▶ _AVAILABLE RECORDS_:

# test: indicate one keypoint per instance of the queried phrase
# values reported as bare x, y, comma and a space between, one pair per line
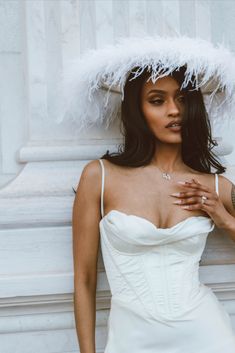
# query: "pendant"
166, 176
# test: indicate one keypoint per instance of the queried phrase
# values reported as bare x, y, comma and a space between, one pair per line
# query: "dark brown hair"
139, 141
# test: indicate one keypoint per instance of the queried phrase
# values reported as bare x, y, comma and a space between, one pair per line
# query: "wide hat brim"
92, 87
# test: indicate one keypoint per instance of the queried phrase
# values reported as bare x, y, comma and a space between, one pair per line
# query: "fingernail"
175, 194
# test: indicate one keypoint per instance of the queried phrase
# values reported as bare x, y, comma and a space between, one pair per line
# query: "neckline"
148, 221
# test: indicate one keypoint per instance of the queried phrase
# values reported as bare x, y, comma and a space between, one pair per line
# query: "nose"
173, 109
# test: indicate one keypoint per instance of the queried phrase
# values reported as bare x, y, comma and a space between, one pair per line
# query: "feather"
92, 86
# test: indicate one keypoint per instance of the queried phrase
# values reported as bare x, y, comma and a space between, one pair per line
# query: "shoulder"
90, 178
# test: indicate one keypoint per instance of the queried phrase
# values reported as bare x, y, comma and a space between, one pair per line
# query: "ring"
204, 198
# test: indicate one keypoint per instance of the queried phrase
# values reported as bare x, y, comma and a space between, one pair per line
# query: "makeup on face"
163, 106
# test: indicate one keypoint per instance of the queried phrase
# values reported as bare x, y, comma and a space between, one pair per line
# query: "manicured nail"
175, 194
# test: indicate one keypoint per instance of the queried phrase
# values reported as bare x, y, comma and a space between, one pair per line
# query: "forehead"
167, 83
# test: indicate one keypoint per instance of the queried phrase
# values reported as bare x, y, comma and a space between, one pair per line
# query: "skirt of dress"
207, 329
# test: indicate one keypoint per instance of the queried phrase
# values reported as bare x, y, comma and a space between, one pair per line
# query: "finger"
195, 186
185, 194
206, 206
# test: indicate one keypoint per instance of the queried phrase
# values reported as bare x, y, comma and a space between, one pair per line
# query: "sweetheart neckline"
148, 221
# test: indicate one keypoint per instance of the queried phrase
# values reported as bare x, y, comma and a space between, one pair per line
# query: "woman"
153, 226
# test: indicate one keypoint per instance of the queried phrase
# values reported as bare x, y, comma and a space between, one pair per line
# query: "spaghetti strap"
102, 189
216, 184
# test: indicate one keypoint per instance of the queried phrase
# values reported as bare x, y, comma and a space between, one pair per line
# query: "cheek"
153, 115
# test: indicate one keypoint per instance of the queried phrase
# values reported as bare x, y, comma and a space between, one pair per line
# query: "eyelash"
160, 101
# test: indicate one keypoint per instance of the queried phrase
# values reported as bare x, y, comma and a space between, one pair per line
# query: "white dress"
158, 304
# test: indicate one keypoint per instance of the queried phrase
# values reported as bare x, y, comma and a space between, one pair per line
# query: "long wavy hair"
139, 141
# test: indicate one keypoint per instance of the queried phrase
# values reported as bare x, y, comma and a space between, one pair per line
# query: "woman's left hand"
192, 200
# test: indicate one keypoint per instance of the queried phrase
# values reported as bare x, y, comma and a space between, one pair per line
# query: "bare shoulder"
90, 176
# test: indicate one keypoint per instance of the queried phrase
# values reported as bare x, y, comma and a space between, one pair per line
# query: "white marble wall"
38, 38
41, 161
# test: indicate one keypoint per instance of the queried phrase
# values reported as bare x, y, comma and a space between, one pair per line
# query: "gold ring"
204, 198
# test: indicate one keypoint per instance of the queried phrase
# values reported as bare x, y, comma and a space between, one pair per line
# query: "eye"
157, 101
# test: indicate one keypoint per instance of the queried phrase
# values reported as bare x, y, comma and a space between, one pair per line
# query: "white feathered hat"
92, 87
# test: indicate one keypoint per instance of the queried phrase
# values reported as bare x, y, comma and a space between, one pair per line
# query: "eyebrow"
161, 91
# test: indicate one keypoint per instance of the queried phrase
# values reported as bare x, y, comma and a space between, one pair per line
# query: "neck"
168, 158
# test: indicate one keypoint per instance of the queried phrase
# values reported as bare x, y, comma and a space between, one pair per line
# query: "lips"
178, 122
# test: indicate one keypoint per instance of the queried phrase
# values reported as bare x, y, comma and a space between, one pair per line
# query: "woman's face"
162, 103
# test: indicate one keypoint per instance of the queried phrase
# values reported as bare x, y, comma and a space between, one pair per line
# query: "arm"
85, 225
227, 194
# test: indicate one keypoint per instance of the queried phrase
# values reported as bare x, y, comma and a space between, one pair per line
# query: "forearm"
229, 227
85, 316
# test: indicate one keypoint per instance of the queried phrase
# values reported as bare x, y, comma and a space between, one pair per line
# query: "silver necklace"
165, 175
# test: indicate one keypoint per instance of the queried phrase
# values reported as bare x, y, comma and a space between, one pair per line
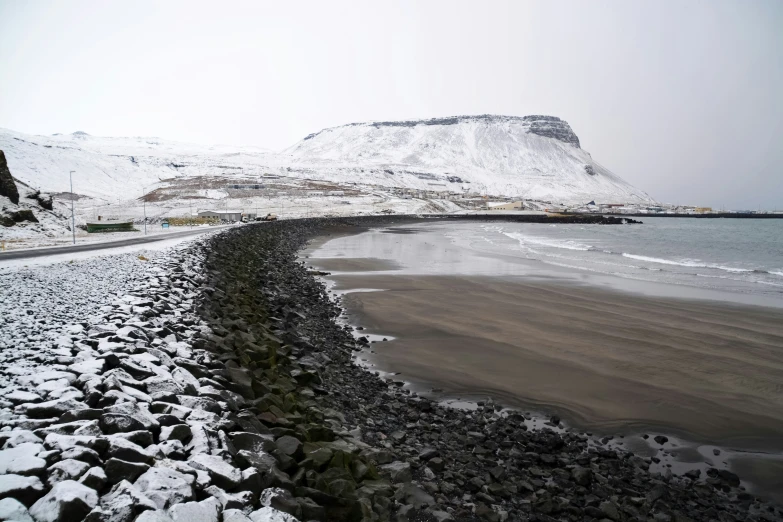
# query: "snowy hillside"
536, 157
533, 157
111, 168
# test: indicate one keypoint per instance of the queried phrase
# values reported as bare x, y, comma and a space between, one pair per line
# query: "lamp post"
144, 200
73, 219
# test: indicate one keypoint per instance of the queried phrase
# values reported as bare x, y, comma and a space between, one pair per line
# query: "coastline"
224, 386
436, 346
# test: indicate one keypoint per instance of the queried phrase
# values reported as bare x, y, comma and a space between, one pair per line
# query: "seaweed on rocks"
342, 444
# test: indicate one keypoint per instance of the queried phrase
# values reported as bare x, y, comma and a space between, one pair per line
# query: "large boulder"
67, 501
7, 184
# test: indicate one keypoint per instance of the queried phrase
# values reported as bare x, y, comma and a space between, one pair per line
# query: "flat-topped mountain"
532, 157
536, 157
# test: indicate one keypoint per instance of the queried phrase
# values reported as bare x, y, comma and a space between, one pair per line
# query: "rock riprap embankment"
214, 382
110, 410
362, 447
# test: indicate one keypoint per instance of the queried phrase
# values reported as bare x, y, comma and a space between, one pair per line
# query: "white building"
223, 215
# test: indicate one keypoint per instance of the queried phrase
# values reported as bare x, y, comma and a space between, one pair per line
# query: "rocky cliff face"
7, 184
547, 126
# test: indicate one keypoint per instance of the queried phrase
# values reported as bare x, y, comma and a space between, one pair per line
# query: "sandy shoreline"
608, 361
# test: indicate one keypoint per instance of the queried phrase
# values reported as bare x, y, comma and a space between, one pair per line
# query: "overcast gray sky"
682, 98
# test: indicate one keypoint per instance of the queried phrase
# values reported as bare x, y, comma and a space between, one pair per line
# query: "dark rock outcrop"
547, 126
7, 184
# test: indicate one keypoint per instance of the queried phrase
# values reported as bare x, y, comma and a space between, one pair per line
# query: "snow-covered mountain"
537, 157
111, 168
534, 157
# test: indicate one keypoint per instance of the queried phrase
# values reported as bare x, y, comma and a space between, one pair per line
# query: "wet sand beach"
608, 361
651, 359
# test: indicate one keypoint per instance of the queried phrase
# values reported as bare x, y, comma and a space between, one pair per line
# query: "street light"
144, 199
73, 219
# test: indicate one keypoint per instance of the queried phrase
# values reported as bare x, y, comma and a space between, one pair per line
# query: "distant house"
228, 215
511, 205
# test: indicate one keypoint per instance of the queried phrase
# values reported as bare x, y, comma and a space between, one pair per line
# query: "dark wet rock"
290, 446
398, 471
67, 469
7, 184
119, 423
54, 408
94, 478
223, 474
118, 469
12, 509
166, 487
24, 489
123, 503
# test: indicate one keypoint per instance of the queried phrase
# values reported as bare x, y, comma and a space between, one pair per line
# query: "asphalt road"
51, 251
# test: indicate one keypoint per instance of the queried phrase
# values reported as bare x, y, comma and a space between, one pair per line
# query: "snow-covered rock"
67, 501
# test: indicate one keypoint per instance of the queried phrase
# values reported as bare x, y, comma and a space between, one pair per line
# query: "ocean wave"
693, 264
551, 243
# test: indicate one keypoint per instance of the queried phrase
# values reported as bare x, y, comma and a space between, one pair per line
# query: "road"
70, 249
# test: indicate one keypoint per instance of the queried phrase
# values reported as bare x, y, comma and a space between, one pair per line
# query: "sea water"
734, 260
743, 256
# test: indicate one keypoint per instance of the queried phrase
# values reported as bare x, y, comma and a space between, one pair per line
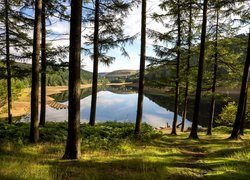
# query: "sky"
131, 27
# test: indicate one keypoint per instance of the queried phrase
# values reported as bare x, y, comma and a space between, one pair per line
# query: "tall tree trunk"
242, 124
43, 74
194, 134
72, 150
177, 72
188, 66
34, 125
212, 104
8, 62
95, 66
243, 93
142, 69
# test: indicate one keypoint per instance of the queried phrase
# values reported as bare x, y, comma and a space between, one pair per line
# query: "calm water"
116, 105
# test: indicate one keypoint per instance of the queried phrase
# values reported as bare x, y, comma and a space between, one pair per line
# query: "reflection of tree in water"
63, 96
121, 89
164, 101
167, 102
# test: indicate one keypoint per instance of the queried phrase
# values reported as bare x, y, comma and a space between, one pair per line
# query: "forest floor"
110, 151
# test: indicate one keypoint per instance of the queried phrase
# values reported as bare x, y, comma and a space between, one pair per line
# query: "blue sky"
131, 27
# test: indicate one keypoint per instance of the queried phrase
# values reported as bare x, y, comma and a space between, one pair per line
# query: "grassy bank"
110, 151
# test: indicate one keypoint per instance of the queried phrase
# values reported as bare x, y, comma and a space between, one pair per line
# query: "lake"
116, 104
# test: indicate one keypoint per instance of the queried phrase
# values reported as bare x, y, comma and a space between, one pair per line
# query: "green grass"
110, 151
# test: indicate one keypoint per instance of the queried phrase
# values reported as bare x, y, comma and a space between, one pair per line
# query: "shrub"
228, 113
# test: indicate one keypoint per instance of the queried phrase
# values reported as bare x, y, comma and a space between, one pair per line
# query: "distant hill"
56, 76
121, 73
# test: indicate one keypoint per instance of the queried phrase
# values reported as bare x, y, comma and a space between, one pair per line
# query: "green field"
110, 151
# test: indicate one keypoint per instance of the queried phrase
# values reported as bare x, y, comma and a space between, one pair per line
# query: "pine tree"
43, 70
8, 67
95, 65
110, 36
242, 99
193, 134
142, 69
34, 124
72, 150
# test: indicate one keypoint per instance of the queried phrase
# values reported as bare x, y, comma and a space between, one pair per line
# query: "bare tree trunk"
242, 124
34, 125
212, 104
8, 62
243, 93
194, 133
95, 66
142, 69
72, 150
43, 74
188, 66
177, 72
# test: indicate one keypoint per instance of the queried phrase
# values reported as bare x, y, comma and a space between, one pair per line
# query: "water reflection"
115, 105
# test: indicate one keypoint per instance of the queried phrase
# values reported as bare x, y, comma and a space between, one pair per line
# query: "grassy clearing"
110, 151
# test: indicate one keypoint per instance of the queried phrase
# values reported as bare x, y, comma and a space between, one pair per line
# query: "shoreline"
21, 106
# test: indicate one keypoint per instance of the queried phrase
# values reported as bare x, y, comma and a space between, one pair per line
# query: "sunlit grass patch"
111, 151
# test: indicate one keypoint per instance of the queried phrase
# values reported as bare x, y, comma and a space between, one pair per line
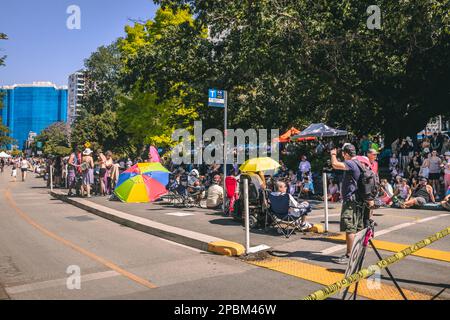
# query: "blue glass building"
32, 108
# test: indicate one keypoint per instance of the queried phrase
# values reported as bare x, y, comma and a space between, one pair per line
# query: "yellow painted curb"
226, 248
317, 228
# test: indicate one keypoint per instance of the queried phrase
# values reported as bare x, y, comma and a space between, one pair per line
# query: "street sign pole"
225, 148
325, 196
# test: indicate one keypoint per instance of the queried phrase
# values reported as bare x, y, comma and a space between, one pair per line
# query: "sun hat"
87, 152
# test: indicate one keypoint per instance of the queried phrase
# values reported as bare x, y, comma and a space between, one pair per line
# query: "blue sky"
42, 48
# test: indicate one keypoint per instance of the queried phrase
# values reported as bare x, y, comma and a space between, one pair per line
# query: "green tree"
155, 54
97, 122
317, 61
55, 139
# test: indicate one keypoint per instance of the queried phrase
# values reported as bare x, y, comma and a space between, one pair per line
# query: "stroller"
231, 185
181, 194
256, 200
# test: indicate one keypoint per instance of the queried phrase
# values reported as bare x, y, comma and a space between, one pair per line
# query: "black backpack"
368, 183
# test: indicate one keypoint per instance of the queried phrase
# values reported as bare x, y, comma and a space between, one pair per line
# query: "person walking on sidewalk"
24, 164
352, 216
73, 167
87, 165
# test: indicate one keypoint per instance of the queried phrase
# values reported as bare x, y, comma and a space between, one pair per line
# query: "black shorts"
434, 176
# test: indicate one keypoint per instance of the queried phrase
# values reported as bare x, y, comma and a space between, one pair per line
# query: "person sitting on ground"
402, 190
296, 210
445, 203
215, 196
422, 195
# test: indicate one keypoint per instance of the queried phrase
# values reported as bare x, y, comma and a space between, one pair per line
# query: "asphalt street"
45, 242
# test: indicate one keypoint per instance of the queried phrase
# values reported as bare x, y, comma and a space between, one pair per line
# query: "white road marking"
323, 216
181, 245
339, 247
59, 282
179, 214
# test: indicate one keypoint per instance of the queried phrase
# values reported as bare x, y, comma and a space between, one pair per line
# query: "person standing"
304, 168
364, 145
435, 171
215, 196
87, 167
14, 171
354, 212
73, 166
24, 164
447, 171
109, 162
102, 172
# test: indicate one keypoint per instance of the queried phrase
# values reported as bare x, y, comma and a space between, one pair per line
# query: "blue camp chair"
278, 213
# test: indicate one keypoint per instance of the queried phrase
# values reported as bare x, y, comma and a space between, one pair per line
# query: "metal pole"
388, 271
325, 195
51, 177
246, 213
225, 146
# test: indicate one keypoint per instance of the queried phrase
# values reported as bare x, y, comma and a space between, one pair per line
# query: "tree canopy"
318, 61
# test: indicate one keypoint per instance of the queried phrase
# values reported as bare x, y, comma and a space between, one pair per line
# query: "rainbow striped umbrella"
144, 182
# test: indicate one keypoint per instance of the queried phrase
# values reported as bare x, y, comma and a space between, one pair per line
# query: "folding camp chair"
278, 213
231, 196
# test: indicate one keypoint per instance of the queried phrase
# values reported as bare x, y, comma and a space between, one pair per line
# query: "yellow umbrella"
259, 164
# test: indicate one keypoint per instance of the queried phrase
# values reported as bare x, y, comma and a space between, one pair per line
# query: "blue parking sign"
216, 98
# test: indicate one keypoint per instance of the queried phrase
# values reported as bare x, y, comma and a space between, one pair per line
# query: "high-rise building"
31, 108
77, 82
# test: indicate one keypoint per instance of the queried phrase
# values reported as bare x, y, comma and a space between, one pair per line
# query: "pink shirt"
374, 166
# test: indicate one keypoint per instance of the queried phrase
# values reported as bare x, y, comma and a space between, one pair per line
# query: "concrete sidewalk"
200, 228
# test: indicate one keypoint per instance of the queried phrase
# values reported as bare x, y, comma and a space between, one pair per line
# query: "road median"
186, 237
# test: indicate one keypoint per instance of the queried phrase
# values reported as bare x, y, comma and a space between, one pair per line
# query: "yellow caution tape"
367, 272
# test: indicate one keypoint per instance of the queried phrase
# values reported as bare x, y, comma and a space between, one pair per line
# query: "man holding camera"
354, 210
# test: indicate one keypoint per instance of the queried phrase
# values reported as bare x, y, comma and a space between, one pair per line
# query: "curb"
3, 294
189, 238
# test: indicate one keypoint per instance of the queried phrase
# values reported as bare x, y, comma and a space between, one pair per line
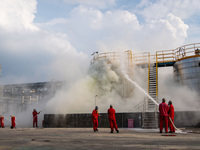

▶ _PROBLEM DETAILS_: Tally the lines in the data above that contain the string "asphalt", counting case. Give only the number.

▶ _SOLUTION TO THE PROBLEM_: 2